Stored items

- - - - - - -

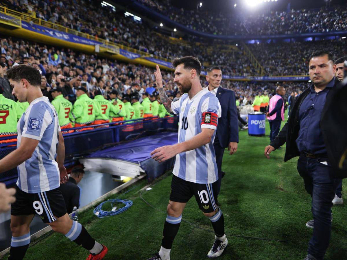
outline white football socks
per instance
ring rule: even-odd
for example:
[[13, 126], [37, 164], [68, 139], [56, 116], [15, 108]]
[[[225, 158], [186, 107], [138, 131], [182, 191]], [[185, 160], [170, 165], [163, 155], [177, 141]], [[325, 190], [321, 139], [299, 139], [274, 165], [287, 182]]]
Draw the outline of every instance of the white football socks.
[[170, 260], [171, 251], [171, 249], [167, 249], [162, 246], [161, 247], [160, 250], [159, 251], [159, 255], [160, 256], [161, 260]]
[[103, 248], [103, 247], [102, 246], [102, 245], [99, 244], [96, 241], [95, 241], [95, 244], [94, 244], [94, 246], [91, 250], [89, 250], [89, 252], [91, 254], [98, 254], [101, 251]]

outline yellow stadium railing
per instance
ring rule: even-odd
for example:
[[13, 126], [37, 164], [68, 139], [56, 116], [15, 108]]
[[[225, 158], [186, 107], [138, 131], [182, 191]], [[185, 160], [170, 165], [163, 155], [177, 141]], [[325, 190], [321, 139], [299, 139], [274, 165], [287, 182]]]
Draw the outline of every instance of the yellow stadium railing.
[[124, 45], [116, 43], [115, 43], [110, 42], [110, 41], [104, 39], [101, 39], [99, 38], [93, 36], [93, 35], [90, 35], [90, 34], [88, 34], [82, 33], [81, 32], [76, 31], [76, 30], [74, 30], [73, 29], [68, 28], [58, 24], [51, 23], [51, 22], [45, 21], [44, 20], [42, 20], [42, 19], [39, 18], [36, 18], [36, 17], [33, 17], [29, 14], [24, 14], [20, 12], [17, 12], [16, 11], [9, 9], [5, 6], [0, 6], [0, 12], [8, 15], [10, 15], [17, 18], [20, 18], [23, 21], [26, 21], [29, 22], [32, 22], [32, 23], [34, 24], [39, 24], [40, 25], [42, 25], [49, 28], [54, 29], [67, 33], [69, 33], [74, 35], [86, 38], [87, 39], [96, 41], [98, 42], [100, 42], [101, 43], [103, 44], [104, 46], [106, 46], [107, 48], [107, 46], [110, 46], [110, 49], [113, 50], [119, 48], [119, 49], [122, 49], [122, 50], [124, 50], [131, 52], [139, 54], [142, 57], [151, 57], [158, 60], [163, 60], [168, 62], [171, 62], [170, 60], [166, 58], [163, 58], [162, 57], [160, 57], [155, 55], [153, 55], [147, 52], [141, 51], [139, 51], [138, 50], [130, 48], [130, 47], [128, 47], [127, 46], [126, 46]]

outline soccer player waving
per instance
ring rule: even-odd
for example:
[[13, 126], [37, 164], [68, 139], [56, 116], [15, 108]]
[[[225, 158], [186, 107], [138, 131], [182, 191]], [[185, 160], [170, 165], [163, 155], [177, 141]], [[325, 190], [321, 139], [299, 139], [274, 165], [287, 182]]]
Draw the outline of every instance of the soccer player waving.
[[41, 75], [27, 65], [12, 67], [7, 78], [20, 102], [30, 105], [17, 125], [17, 149], [0, 160], [0, 173], [18, 166], [16, 200], [11, 205], [12, 239], [8, 259], [22, 259], [30, 243], [29, 226], [40, 215], [53, 230], [90, 252], [87, 259], [102, 259], [107, 248], [95, 241], [80, 223], [70, 219], [59, 180], [66, 181], [65, 147], [58, 116], [40, 88]]
[[179, 125], [178, 143], [157, 148], [151, 154], [152, 158], [160, 162], [175, 156], [176, 161], [161, 247], [149, 259], [170, 259], [182, 213], [193, 195], [204, 215], [211, 220], [215, 233], [214, 243], [207, 256], [217, 257], [228, 244], [224, 217], [215, 202], [218, 176], [213, 143], [218, 118], [221, 116], [220, 105], [213, 94], [201, 87], [201, 64], [197, 59], [190, 56], [176, 59], [172, 64], [176, 68], [175, 83], [184, 93], [177, 101], [173, 102], [165, 94], [158, 65], [154, 72], [163, 104], [169, 113], [179, 114]]

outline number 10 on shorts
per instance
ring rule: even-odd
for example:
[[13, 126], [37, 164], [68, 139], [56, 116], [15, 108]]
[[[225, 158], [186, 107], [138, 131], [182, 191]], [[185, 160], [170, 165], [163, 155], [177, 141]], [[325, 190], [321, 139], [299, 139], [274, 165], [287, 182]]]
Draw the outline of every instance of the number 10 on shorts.
[[203, 203], [206, 204], [209, 203], [209, 196], [206, 191], [202, 190], [200, 192], [198, 191], [197, 194], [199, 195], [199, 197], [200, 198], [200, 200], [201, 202], [202, 203]]

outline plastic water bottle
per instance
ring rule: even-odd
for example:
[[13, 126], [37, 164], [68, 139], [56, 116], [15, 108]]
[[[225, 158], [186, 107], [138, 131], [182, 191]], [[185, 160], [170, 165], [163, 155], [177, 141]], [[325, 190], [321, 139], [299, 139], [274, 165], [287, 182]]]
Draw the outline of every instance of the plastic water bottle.
[[77, 211], [77, 207], [74, 207], [72, 211], [72, 220], [74, 221], [78, 221], [78, 211]]

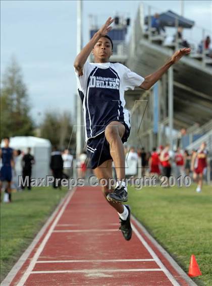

- - - - - - -

WHAT THE TASK REQUIRES. Give as a numbered list, omitting blank lines, the data lines starting with the line containing "outline yellow stadium railing" and going on through the line containing "Draw the outline of every instance of the yellow".

RESULT FOR THIS EXERCISE.
1. outline yellow stadium railing
2. per instance
3. ring rule: even-odd
4. for example:
5. [[13, 126], [37, 164], [68, 139], [56, 116], [15, 108]]
6. [[[225, 158], [186, 107], [138, 131], [182, 191]], [[185, 160], [170, 165], [163, 155], [177, 141]], [[325, 190], [321, 139], [299, 139], [274, 165], [287, 182]]]
7. Draw the outline of every instance of the yellow stadium railing.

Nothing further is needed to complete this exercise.